PASSAGE:
•••••

Manuel Elkin Patarroyo

Manuel Elkin Patarroyo Murillo (Ataco, Tolima, Colombia, 1946 - ) has created the first synthetic vaccine in the world which has been accepted by the World Health Organisation (WHO) for the prevention of malaria. He transferred its patent to that organisation.

The vaccine has been successfully tested on more than 40,000 people in areas which suffer malaria epidemics (Colombia, Venezuela, Ecuador, Brazil and, more recently, some African countries).

Malaria is a tropical disease which causes the death of between three and five million people every year, giving rise to between 300 and 500 clinical cases world- wide. The vaccine created by Patarroyo combats one of the most virulent forms of the disease (scientifically named SPf66), and has proved to be efficient for between 40% and 50% of adults and 77% of children under five.

Doctor Patarroyo has also been, over the last twenty years, an outstanding researcher into other diseases and has studied the possibilities of creating other synthetic vaccines (something the world of science had not expected to achieve until the year 2025).

A Doctor of Medicine and Surgery from the National University of Colombia, he extended his studies in Immunology and Virology in the United States. Founder, in 1984, and director of the Institute of Immunology at the San Juan de Dios Hospital in Bogota, he is a lecturer at the National University of Colombia and an associate lecturer of the Rockefeller University, New York and University of Stockholm (Sweeden).

Despite offers of work at research centres in the rest of the world, he decided to set up in his own country, Colombia, working with a small, interdisciplinary team and scant resources, managing to form a great research group.

Patarroyo was awarded the Colombian National Science Prize on various occasions, as well as the State of SÆo Paulo Prize (1988) and the award of the Third World Academy of Science (1990), among others. Furthermore, he has been a member of the Madrid Royal Academy of Natural, Physical and Exact Sciences since 1991.

•••••

YOUR OBJECTIVE: Copy the part of the passage on Manuel Elkin Patarroyo between "The vaccine has" and "the year 2025).", inclusive. The records below come from a separate source unrelated to the passage on Manuel Elkin Patarroyo.

•••••

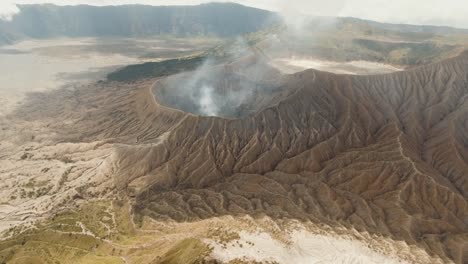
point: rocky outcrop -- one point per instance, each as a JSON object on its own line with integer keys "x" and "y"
{"x": 385, "y": 154}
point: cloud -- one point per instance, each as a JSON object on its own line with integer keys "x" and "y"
{"x": 437, "y": 12}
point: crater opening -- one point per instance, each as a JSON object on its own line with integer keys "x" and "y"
{"x": 233, "y": 90}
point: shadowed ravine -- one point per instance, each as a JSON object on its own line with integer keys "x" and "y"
{"x": 387, "y": 154}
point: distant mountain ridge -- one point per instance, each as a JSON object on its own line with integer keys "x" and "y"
{"x": 214, "y": 19}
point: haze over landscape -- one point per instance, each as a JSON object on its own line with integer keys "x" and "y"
{"x": 248, "y": 132}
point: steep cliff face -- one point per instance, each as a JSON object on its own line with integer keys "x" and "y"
{"x": 384, "y": 154}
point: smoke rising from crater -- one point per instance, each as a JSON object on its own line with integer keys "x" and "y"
{"x": 241, "y": 86}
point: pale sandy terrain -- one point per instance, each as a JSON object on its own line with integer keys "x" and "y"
{"x": 37, "y": 174}
{"x": 292, "y": 65}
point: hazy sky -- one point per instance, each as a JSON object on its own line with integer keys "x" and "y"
{"x": 435, "y": 12}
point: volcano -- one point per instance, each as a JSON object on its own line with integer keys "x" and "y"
{"x": 383, "y": 154}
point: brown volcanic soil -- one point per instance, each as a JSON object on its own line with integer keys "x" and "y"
{"x": 386, "y": 154}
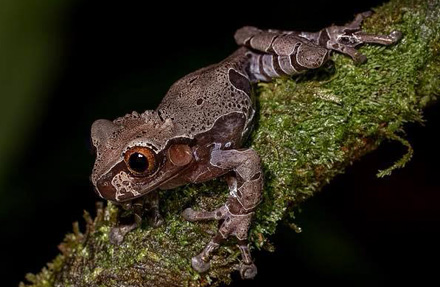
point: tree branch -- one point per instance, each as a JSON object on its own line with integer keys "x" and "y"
{"x": 309, "y": 129}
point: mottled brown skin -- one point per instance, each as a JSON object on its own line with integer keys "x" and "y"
{"x": 197, "y": 132}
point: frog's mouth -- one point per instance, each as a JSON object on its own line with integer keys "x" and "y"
{"x": 120, "y": 186}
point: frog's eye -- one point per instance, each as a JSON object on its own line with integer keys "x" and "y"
{"x": 140, "y": 160}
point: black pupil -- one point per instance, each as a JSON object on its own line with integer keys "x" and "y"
{"x": 138, "y": 162}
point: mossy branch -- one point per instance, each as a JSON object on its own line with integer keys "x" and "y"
{"x": 310, "y": 129}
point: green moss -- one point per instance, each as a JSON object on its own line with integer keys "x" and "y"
{"x": 310, "y": 129}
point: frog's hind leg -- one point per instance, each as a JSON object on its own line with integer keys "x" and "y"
{"x": 236, "y": 215}
{"x": 346, "y": 38}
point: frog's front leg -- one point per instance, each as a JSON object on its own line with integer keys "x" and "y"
{"x": 245, "y": 184}
{"x": 148, "y": 203}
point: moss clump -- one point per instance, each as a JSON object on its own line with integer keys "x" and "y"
{"x": 309, "y": 129}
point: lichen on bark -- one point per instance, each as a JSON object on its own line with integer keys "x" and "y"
{"x": 310, "y": 128}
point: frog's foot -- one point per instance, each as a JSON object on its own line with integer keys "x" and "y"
{"x": 345, "y": 38}
{"x": 233, "y": 224}
{"x": 155, "y": 219}
{"x": 117, "y": 233}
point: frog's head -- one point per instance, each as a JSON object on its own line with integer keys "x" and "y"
{"x": 135, "y": 155}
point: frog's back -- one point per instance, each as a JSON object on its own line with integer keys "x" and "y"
{"x": 197, "y": 101}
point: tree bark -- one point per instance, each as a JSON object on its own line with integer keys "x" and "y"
{"x": 310, "y": 128}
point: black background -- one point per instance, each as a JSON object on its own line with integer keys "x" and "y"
{"x": 121, "y": 57}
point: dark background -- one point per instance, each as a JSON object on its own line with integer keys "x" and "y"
{"x": 67, "y": 63}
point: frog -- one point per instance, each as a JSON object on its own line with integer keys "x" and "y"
{"x": 199, "y": 130}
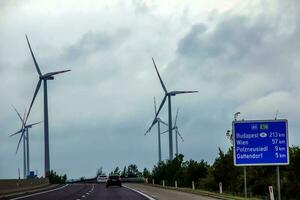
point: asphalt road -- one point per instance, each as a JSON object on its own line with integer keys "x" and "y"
{"x": 86, "y": 192}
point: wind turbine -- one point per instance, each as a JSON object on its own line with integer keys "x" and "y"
{"x": 25, "y": 136}
{"x": 167, "y": 95}
{"x": 45, "y": 78}
{"x": 158, "y": 121}
{"x": 176, "y": 132}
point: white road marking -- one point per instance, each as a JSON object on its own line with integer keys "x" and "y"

•••••

ANSWER:
The vaccine has been successfully tested on more than 40,000 people in areas which suffer malaria epidemics (Colombia, Venezuela, Ecuador, Brazil and, more recently, some African countries).

Malaria is a tropical disease which causes the death of between three and five million people every year, giving rise to between 300 and 500 clinical cases world- wide. The vaccine created by Patarroyo combats one of the most virulent forms of the disease (scientifically named SPf66), and has proved to be efficient for between 40% and 50% of adults and 77% of children under five.

Doctor Patarroyo has also been, over the last twenty years, an outstanding researcher into other diseases and has studied the possibilities of creating other synthetic vaccines (something the world of science had not expected to achieve until the year 2025).